> [Textauszug]
--- --- ---
Der Ehemann des Opfers, Klaus Rasch, ist im Prozess Nebenkläger. Er betrat am Mittwochmorgen schweigend den Gerichtssaal. Im BILD-Gespräch in der Prozesspause sagte Rasch, dass vieles für die Schuld des Angeklagten spreche, er ihn aber nicht „per se als Schuldigen bezeichnen“ würde.
Der Witwer sagte mit zittriger Stimme: „Ich bin mit dem Gefühl und der Erwartung in diesen Prozess gegangen, endlich die Wahrheit zu erfahren“. Er habe sich gewünscht, eine Regung beim Angeklagten erkennen zu können. Aber: „Ich hatte eher den Eindruck, dass ihm der ganze Prozess nicht sonderlich nahe geht“. Auch auf die BILD-Reporter wirkte der Angeklagte ruhig und entspannt.
Trotz der permanenten Versuche des Witwers hätte der 18-Jährige ihm nicht in die Augen gesehen.
Die Tat im Berliner Tiergarten
Susanne Fontaine war am 5. September 2017 nach einem Treffen mit Freundinnen im Lokal „Schleusenkrug“ allein zu Fuß Richtung Bahnhof Zoo aufgebrochen. Nur rund 50 Meter vom Bahnhof entfernt, schlich sich ein Mann an sie heran. Es soll sich um Ilyas A. handeln. Mehrfach einschlägig vorbestraft. Und illegal in Deutschland.
--- --- ---
> [Aufgabe]
Greifen Sie den Bericht über den Prozess im Fall Susanne Fontaine nach seinem letzten Satz auf und schreiben Sie ihn weiter.

Gespeicherte Einträge
--- --- ---
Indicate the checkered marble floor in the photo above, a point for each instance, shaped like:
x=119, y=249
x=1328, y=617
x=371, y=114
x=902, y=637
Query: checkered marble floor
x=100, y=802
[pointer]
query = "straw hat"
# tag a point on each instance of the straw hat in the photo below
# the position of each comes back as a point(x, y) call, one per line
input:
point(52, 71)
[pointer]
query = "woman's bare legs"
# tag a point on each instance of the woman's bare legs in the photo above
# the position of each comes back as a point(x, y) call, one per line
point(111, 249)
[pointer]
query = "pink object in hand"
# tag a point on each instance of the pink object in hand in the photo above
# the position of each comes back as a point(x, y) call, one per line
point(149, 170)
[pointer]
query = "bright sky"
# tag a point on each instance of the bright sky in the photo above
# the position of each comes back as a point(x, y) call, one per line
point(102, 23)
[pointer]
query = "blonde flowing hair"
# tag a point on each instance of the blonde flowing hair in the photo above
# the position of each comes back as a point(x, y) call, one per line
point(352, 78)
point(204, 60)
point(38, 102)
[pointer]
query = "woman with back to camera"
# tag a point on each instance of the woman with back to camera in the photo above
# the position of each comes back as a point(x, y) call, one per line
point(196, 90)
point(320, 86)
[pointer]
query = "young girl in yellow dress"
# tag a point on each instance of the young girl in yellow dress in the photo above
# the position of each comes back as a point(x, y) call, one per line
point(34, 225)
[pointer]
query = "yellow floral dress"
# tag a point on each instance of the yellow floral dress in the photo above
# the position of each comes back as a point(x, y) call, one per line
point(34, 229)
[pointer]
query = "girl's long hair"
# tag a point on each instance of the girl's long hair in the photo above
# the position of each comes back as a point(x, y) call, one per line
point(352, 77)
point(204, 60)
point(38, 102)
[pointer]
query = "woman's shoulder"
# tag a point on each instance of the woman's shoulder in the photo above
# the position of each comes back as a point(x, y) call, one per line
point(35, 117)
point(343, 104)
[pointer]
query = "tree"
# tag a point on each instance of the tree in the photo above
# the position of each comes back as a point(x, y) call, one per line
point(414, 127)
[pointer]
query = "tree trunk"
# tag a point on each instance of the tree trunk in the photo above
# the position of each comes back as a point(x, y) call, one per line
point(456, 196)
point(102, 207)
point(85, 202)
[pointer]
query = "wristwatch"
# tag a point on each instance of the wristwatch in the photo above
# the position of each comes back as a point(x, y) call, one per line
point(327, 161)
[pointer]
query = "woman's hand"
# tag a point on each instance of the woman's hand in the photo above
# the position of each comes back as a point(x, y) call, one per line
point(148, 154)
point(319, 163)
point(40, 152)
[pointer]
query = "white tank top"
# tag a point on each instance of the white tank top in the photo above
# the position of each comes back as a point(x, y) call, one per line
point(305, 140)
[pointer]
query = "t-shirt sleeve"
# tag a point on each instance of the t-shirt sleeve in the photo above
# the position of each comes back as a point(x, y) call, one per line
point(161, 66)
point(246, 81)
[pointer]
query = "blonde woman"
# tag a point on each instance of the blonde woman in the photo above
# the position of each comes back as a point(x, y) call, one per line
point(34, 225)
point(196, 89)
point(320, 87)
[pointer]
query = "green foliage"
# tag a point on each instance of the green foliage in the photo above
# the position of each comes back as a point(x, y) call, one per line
--- --- ---
> [Schriftliche Antwort]
►Laut Anklage packte der mutmaßliche Mörder die 60-Jährige unvermittelt von hinten, stieß sie nieder. Dann soll er ihren Kopf genommen und ihn mehrfach auf den gepflasterten Boden geschlagen haben. Laut Staatsanwaltschaft hockte er dabei auf dem Rücken der 1,63 Meter großen Frau. Susanne Fontaines Rippen brachen.
Zeugen wollen Schreie gehört haben. Sie waren sich aber nicht sicher, ob diese vielleicht von Tieren aus dem nahen Zoo stammten – und unternahmen nichts.
Anschließend soll der Killer sein Opfer in den Schwitzkasten genommen haben, Susanne Fontaine erstickte dabei qualvoll.
Ilyas A., 1,70 Meter groß und Kampfsportler, soll die leblose Frau dann ins Unterholz gezogen haben. Etwa sechs Meter vom Weg entfernt, unter einem großen Busch, wurde Susanne Fontaines Leiche zweieinhalb Tage später von zwei Passanten gefunden.
Verteidigungslinie: Leiche gefunden und durchsucht
Aus einer zu Prozessbeginn am Mittwoch verlesenen früheren Stellungnahme des 18-Jährigen ging hervor, dass er die Vorwürfe bestritten hatte. Er habe den Leichnam der Frau gefunden, nach Wertsachen durchsucht und das Handy der Toten sowie etwas Kleingeld an sich genommen, hatte der Angeklagte vor drei Wochen bei einem Haftprüfungstermin am 7. März erklärt.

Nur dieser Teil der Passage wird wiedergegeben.